## [INFORMATION GIVEN]
*-*-*

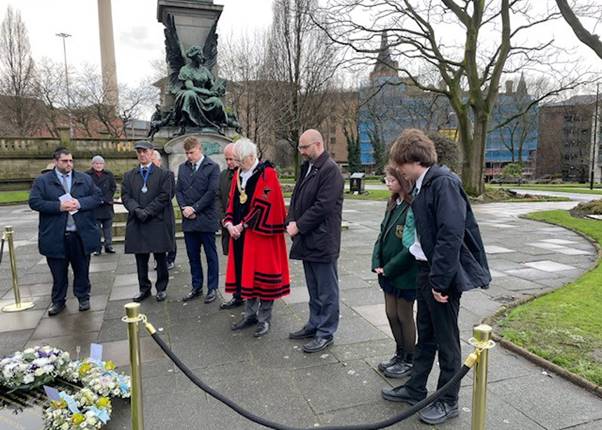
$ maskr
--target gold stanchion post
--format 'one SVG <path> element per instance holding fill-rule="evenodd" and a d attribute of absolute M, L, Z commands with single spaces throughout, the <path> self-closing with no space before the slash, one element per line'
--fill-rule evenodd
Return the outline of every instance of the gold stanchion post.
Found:
<path fill-rule="evenodd" d="M 140 316 L 140 303 L 128 303 L 125 305 L 126 317 L 123 319 L 128 323 L 128 341 L 130 345 L 130 368 L 132 380 L 132 430 L 144 430 L 144 415 L 142 411 L 142 376 L 140 361 L 140 327 L 142 321 Z"/>
<path fill-rule="evenodd" d="M 493 346 L 491 332 L 491 327 L 485 324 L 473 328 L 471 343 L 480 352 L 475 365 L 472 389 L 472 430 L 485 429 L 485 416 L 487 413 L 487 367 L 489 364 L 489 349 Z"/>
<path fill-rule="evenodd" d="M 13 305 L 6 305 L 2 308 L 2 312 L 20 312 L 27 309 L 33 308 L 32 302 L 21 302 L 21 292 L 19 291 L 19 279 L 17 275 L 17 256 L 15 255 L 15 241 L 14 241 L 13 227 L 8 225 L 4 227 L 3 239 L 8 244 L 8 256 L 10 259 L 10 271 L 13 277 L 13 293 L 15 295 L 15 303 Z"/>

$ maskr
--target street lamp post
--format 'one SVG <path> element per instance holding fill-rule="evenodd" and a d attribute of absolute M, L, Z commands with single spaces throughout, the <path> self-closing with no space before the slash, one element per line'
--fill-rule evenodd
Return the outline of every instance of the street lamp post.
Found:
<path fill-rule="evenodd" d="M 65 39 L 71 37 L 68 33 L 57 33 L 58 37 L 63 39 L 63 59 L 65 61 L 65 86 L 67 89 L 67 117 L 69 118 L 69 137 L 73 137 L 73 127 L 71 125 L 71 94 L 69 93 L 69 71 L 67 69 L 67 45 Z"/>
<path fill-rule="evenodd" d="M 592 142 L 592 170 L 589 174 L 589 189 L 594 189 L 594 170 L 596 168 L 596 148 L 598 146 L 598 98 L 600 95 L 600 84 L 596 85 L 596 109 L 594 113 L 594 140 Z"/>

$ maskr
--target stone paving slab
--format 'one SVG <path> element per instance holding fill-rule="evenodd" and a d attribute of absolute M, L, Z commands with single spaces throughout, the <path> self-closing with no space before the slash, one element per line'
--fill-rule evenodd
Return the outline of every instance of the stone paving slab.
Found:
<path fill-rule="evenodd" d="M 463 354 L 472 349 L 467 341 L 473 326 L 499 306 L 525 295 L 557 288 L 595 262 L 596 251 L 583 237 L 562 228 L 517 218 L 532 210 L 572 205 L 475 206 L 494 279 L 490 289 L 463 295 L 459 321 Z M 292 294 L 276 302 L 272 329 L 261 339 L 252 336 L 252 329 L 230 330 L 230 325 L 241 317 L 243 308 L 220 311 L 219 300 L 210 305 L 202 300 L 179 301 L 190 288 L 181 240 L 178 241 L 177 267 L 170 272 L 168 300 L 157 303 L 150 298 L 142 303 L 142 311 L 195 373 L 255 413 L 307 427 L 388 418 L 404 406 L 381 399 L 382 387 L 397 385 L 400 380 L 384 378 L 376 370 L 377 364 L 389 358 L 394 349 L 382 292 L 370 271 L 370 254 L 383 212 L 383 202 L 345 202 L 344 218 L 350 228 L 343 232 L 339 260 L 341 318 L 335 343 L 324 353 L 305 354 L 301 351 L 303 341 L 288 339 L 288 333 L 301 328 L 308 315 L 308 295 L 302 264 L 298 261 L 290 265 Z M 77 301 L 70 296 L 65 314 L 47 318 L 51 277 L 35 246 L 37 216 L 22 207 L 0 208 L 3 220 L 6 214 L 20 221 L 19 238 L 23 242 L 18 263 L 19 273 L 25 280 L 21 283 L 22 291 L 34 297 L 36 308 L 18 317 L 29 321 L 28 324 L 13 321 L 7 331 L 2 330 L 2 318 L 7 314 L 0 314 L 0 355 L 43 342 L 61 346 L 73 354 L 79 346 L 80 354 L 85 355 L 89 343 L 94 341 L 103 343 L 105 357 L 127 371 L 127 332 L 121 316 L 123 305 L 138 291 L 133 256 L 124 256 L 123 246 L 117 245 L 117 255 L 94 257 L 92 312 L 79 313 Z M 555 246 L 552 249 L 528 246 L 525 238 L 530 244 Z M 220 294 L 229 299 L 223 293 L 224 269 L 225 259 L 220 257 Z M 154 272 L 151 271 L 151 275 L 155 276 Z M 0 266 L 0 279 L 10 280 L 6 266 Z M 0 282 L 1 302 L 12 299 L 9 284 Z M 141 336 L 147 429 L 261 428 L 200 392 L 164 357 L 144 330 Z M 437 375 L 435 364 L 428 383 L 431 390 L 435 388 Z M 471 387 L 472 374 L 469 374 L 462 381 L 460 417 L 432 428 L 470 427 Z M 488 429 L 591 430 L 602 428 L 599 411 L 602 411 L 599 398 L 561 378 L 543 375 L 537 366 L 508 351 L 501 348 L 491 351 Z M 107 428 L 129 428 L 128 414 L 127 403 L 117 401 Z M 412 417 L 392 428 L 431 427 Z"/>

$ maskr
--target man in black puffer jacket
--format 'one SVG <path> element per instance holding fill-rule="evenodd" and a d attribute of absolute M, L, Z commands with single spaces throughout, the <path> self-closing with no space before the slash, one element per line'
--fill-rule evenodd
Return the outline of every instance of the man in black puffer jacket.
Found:
<path fill-rule="evenodd" d="M 437 389 L 462 365 L 458 313 L 462 292 L 491 282 L 485 248 L 460 179 L 438 166 L 433 142 L 420 130 L 405 130 L 391 146 L 389 158 L 415 182 L 412 210 L 416 239 L 410 253 L 418 262 L 418 344 L 412 376 L 406 384 L 383 389 L 387 400 L 415 404 L 427 396 L 426 383 L 439 358 Z M 458 416 L 460 383 L 419 413 L 427 424 Z"/>

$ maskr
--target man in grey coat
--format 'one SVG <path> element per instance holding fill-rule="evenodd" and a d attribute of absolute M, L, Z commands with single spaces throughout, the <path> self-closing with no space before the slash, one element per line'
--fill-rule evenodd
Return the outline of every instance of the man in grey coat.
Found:
<path fill-rule="evenodd" d="M 73 170 L 68 149 L 58 148 L 53 156 L 54 169 L 36 178 L 29 194 L 29 207 L 40 214 L 40 254 L 46 257 L 52 273 L 49 316 L 65 309 L 69 265 L 79 310 L 90 309 L 90 254 L 100 245 L 94 209 L 102 200 L 92 178 Z"/>
<path fill-rule="evenodd" d="M 156 299 L 161 302 L 167 297 L 169 281 L 166 253 L 175 247 L 172 177 L 167 170 L 153 165 L 150 142 L 139 140 L 134 148 L 140 164 L 126 172 L 121 187 L 121 201 L 129 212 L 125 253 L 136 255 L 140 286 L 140 293 L 133 300 L 141 302 L 151 294 L 148 260 L 152 252 L 157 262 Z"/>
<path fill-rule="evenodd" d="M 291 197 L 287 231 L 293 239 L 290 258 L 303 261 L 309 321 L 289 338 L 312 338 L 303 345 L 303 351 L 311 353 L 333 342 L 339 324 L 337 259 L 345 181 L 317 130 L 305 131 L 298 148 L 306 162 Z"/>

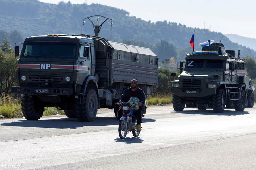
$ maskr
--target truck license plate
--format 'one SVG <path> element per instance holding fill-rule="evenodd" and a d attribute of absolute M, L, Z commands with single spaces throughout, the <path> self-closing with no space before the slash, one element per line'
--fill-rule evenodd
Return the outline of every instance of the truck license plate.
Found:
<path fill-rule="evenodd" d="M 49 90 L 48 89 L 35 89 L 35 93 L 49 93 Z"/>
<path fill-rule="evenodd" d="M 187 90 L 187 93 L 197 93 L 197 91 L 190 91 Z"/>

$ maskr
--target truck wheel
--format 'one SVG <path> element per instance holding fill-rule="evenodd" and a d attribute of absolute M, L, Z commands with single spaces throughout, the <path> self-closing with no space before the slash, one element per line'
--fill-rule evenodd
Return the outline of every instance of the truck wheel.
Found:
<path fill-rule="evenodd" d="M 234 102 L 232 101 L 229 101 L 226 102 L 226 107 L 228 109 L 233 109 L 234 108 Z"/>
<path fill-rule="evenodd" d="M 183 110 L 185 107 L 185 99 L 173 94 L 173 107 L 175 110 Z"/>
<path fill-rule="evenodd" d="M 208 105 L 207 104 L 196 103 L 196 108 L 198 110 L 206 110 Z"/>
<path fill-rule="evenodd" d="M 242 89 L 240 95 L 240 98 L 234 103 L 234 108 L 235 110 L 238 111 L 244 111 L 245 107 L 246 101 L 246 96 L 244 90 Z"/>
<path fill-rule="evenodd" d="M 80 95 L 76 101 L 76 117 L 81 122 L 93 122 L 97 115 L 98 106 L 95 90 L 86 89 L 85 95 Z"/>
<path fill-rule="evenodd" d="M 217 113 L 223 113 L 225 108 L 225 103 L 226 94 L 224 90 L 222 89 L 217 90 L 217 93 L 212 99 L 213 111 Z"/>
<path fill-rule="evenodd" d="M 65 114 L 67 117 L 70 118 L 75 118 L 76 116 L 76 110 L 64 110 Z"/>
<path fill-rule="evenodd" d="M 252 92 L 248 93 L 248 104 L 247 107 L 252 107 L 254 103 L 254 96 Z"/>
<path fill-rule="evenodd" d="M 42 102 L 36 96 L 23 97 L 21 109 L 25 118 L 28 120 L 38 120 L 42 117 L 44 107 Z"/>

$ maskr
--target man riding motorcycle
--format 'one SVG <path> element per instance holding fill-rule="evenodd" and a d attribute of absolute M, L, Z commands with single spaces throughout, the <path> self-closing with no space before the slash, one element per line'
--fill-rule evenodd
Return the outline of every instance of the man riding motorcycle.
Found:
<path fill-rule="evenodd" d="M 127 102 L 132 97 L 135 97 L 139 99 L 139 102 L 138 103 L 140 106 L 139 108 L 137 111 L 134 112 L 134 115 L 136 116 L 137 119 L 138 125 L 137 129 L 138 131 L 141 130 L 141 123 L 142 120 L 142 111 L 141 107 L 140 107 L 146 101 L 146 96 L 144 91 L 137 87 L 138 82 L 136 79 L 133 79 L 131 81 L 131 87 L 126 89 L 122 94 L 119 102 L 118 103 L 120 103 L 120 101 L 122 102 Z M 119 109 L 117 112 L 117 117 L 118 120 L 122 117 L 123 115 L 123 110 Z"/>

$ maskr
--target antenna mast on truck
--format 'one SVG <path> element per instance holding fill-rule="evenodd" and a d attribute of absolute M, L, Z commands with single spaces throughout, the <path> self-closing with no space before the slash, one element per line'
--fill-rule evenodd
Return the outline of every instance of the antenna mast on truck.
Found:
<path fill-rule="evenodd" d="M 90 19 L 90 18 L 92 17 L 93 17 L 94 16 L 97 16 L 97 23 L 96 23 L 96 25 L 95 25 L 94 23 L 92 21 L 92 20 Z M 104 21 L 100 25 L 99 25 L 99 16 L 101 16 L 101 17 L 103 17 L 104 18 L 105 18 L 106 19 L 106 20 L 105 21 Z M 111 28 L 112 28 L 112 24 L 113 23 L 113 22 L 112 21 L 113 21 L 113 20 L 110 19 L 110 18 L 108 18 L 106 17 L 105 17 L 104 16 L 102 16 L 101 15 L 94 15 L 92 16 L 89 16 L 89 17 L 87 17 L 83 19 L 83 25 L 85 24 L 85 20 L 87 19 L 89 19 L 89 20 L 90 20 L 90 21 L 92 22 L 92 23 L 93 24 L 93 29 L 94 30 L 94 32 L 95 33 L 95 36 L 99 36 L 99 33 L 100 32 L 100 29 L 101 28 L 101 27 L 102 26 L 102 25 L 107 20 L 111 20 L 111 21 L 110 22 L 110 23 L 111 25 Z M 112 29 L 111 29 L 111 32 L 112 31 Z M 111 39 L 111 32 L 110 33 L 111 35 L 111 37 L 110 37 L 110 39 Z"/>

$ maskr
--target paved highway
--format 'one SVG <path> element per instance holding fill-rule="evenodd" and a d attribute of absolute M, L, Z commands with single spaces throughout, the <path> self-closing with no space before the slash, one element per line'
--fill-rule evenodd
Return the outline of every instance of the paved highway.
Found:
<path fill-rule="evenodd" d="M 0 120 L 0 169 L 256 169 L 256 109 L 149 107 L 139 137 L 120 139 L 113 109 Z"/>

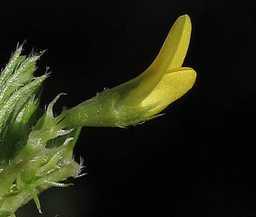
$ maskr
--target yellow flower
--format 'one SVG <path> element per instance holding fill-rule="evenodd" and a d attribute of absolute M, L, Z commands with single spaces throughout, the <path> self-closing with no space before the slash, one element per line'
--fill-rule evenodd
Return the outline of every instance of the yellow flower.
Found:
<path fill-rule="evenodd" d="M 188 15 L 179 17 L 158 56 L 142 74 L 63 113 L 59 128 L 125 127 L 150 120 L 193 86 L 197 74 L 182 67 L 191 33 Z"/>
<path fill-rule="evenodd" d="M 193 86 L 197 73 L 182 67 L 191 33 L 188 15 L 179 17 L 171 29 L 151 65 L 141 75 L 120 85 L 133 86 L 118 104 L 123 106 L 153 108 L 143 115 L 155 115 L 181 97 Z"/>

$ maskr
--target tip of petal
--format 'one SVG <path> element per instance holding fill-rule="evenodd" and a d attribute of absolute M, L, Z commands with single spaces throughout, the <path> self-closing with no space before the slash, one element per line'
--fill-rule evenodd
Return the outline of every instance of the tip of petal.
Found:
<path fill-rule="evenodd" d="M 159 104 L 147 115 L 152 115 L 161 112 L 181 98 L 193 86 L 196 77 L 197 73 L 191 68 L 168 71 L 152 92 L 141 103 L 142 106 Z"/>

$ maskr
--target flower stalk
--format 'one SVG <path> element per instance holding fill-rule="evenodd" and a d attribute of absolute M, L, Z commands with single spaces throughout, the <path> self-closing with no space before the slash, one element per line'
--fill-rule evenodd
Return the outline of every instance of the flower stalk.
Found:
<path fill-rule="evenodd" d="M 156 59 L 138 77 L 54 116 L 56 97 L 44 112 L 39 102 L 49 73 L 36 77 L 44 53 L 20 56 L 18 47 L 0 75 L 0 217 L 15 217 L 33 199 L 42 213 L 38 194 L 61 181 L 79 175 L 73 148 L 82 126 L 125 127 L 158 113 L 193 86 L 196 73 L 183 67 L 191 32 L 188 15 L 173 24 Z"/>

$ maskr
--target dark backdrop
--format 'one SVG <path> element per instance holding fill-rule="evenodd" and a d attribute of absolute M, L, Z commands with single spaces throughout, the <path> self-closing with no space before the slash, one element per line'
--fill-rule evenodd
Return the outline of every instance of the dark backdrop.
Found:
<path fill-rule="evenodd" d="M 18 42 L 48 51 L 42 106 L 74 106 L 140 74 L 177 18 L 192 24 L 184 66 L 197 78 L 166 114 L 127 129 L 84 127 L 87 176 L 17 217 L 256 217 L 254 0 L 1 0 L 0 60 Z"/>

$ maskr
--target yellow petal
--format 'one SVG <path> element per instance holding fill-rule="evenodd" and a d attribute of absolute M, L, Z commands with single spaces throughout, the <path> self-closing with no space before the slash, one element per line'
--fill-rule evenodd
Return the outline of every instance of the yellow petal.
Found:
<path fill-rule="evenodd" d="M 150 94 L 141 103 L 142 107 L 157 104 L 146 115 L 153 115 L 181 97 L 192 86 L 197 73 L 191 68 L 168 70 Z"/>
<path fill-rule="evenodd" d="M 167 69 L 181 67 L 186 56 L 191 31 L 188 15 L 179 17 L 173 25 L 151 65 L 143 73 L 128 82 L 133 88 L 121 103 L 140 103 L 155 88 Z"/>

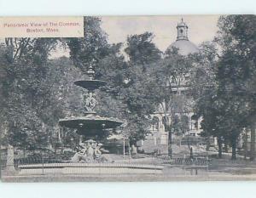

*-*-*

## [GOAL]
Reproduce the lines from the start of the records through the line containing "493 346 L 491", both included, leaving out the pictures.

## [TASK RESPONSE]
$ maskr
--target gold stanchion post
--format 'one SVG <path> element per instance holding fill-rule="evenodd" and a d attribute of absolute M, L, Z commands with single spaces throughout, the <path> self-closing with no space before the slash, one element per line'
--fill-rule evenodd
Return the outline of every instance of the gold stanchion post.
Found:
<path fill-rule="evenodd" d="M 140 316 L 140 303 L 128 303 L 125 305 L 126 317 L 123 319 L 128 323 L 128 341 L 130 345 L 130 368 L 132 380 L 132 430 L 144 430 L 144 415 L 142 411 L 142 376 L 140 361 L 140 327 L 142 321 Z"/>
<path fill-rule="evenodd" d="M 493 346 L 491 332 L 491 327 L 485 324 L 473 328 L 471 343 L 480 352 L 475 365 L 472 389 L 472 430 L 485 429 L 485 416 L 487 413 L 487 367 L 489 364 L 489 349 Z"/>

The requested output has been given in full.